Given request:
Everything from the line containing "dirt embankment, which" through the last line of the records must be returned verbatim, and nothing outside that range.

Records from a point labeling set

——

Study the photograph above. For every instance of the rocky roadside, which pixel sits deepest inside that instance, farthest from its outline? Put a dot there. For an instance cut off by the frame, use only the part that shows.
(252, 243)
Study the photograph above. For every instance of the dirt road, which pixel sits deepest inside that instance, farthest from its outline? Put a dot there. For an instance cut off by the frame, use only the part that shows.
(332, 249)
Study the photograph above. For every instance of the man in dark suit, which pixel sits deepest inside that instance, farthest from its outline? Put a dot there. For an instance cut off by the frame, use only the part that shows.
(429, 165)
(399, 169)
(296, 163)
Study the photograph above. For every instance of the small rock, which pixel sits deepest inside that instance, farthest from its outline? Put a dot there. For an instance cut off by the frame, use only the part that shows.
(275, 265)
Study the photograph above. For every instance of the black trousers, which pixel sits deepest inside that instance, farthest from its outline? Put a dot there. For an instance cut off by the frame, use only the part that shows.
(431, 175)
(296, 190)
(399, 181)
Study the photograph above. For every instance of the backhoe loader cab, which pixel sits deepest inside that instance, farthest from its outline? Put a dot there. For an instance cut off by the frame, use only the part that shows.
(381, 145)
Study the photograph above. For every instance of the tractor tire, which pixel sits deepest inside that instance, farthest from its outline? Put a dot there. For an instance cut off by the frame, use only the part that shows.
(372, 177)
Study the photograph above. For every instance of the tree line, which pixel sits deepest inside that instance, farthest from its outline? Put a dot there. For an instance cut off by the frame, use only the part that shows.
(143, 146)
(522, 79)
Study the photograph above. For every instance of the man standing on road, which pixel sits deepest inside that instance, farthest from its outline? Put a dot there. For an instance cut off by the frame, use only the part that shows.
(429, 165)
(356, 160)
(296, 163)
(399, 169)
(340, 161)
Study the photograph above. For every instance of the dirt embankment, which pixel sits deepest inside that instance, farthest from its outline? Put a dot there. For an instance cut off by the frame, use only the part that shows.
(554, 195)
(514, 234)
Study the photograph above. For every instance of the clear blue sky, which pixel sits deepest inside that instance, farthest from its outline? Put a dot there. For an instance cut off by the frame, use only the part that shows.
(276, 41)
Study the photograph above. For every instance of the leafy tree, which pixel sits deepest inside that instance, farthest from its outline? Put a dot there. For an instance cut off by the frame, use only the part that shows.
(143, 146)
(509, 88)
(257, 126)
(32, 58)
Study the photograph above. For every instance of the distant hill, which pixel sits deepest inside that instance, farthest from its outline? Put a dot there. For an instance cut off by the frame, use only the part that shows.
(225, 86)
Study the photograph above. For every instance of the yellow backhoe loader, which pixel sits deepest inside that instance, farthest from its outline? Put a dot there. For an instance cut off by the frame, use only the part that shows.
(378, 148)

——

Solution:
Study the photograph above. For every instance of the dirt embankment, which pixel sits deepest inside that instance, farthest from its outline? Put a dot there. For an instance cut off by the frame, use only the part that shows.
(554, 195)
(514, 234)
Study the photograph above. For every instance of the clear blue sky, which pixel sits deepest inside that instance, farthest from its outline? Put a dot there. For an instance cut off by the frame, use only the part that shows.
(276, 41)
Study the photograph above. For every instance of the leafy tree, which pixel sits deepest inside that instance, farthest from its outline? Put a dot there. For an instance cut off by the frame, use only the part that shows.
(143, 146)
(509, 88)
(257, 126)
(32, 58)
Study the photograph above. For every instance of the distant hill, which pixel sits deepest inside that instance, farthest from its outline? Put a dot there. For an instance cut off by the frame, use only the part that shows.
(225, 86)
Study the photograph above. For every instance of the yellow backhoe loader, which pixel sits deepest inside that instance, farthest from its outline? Put a dot there. For an instance cut off by the frame, use only the part that shows.
(378, 148)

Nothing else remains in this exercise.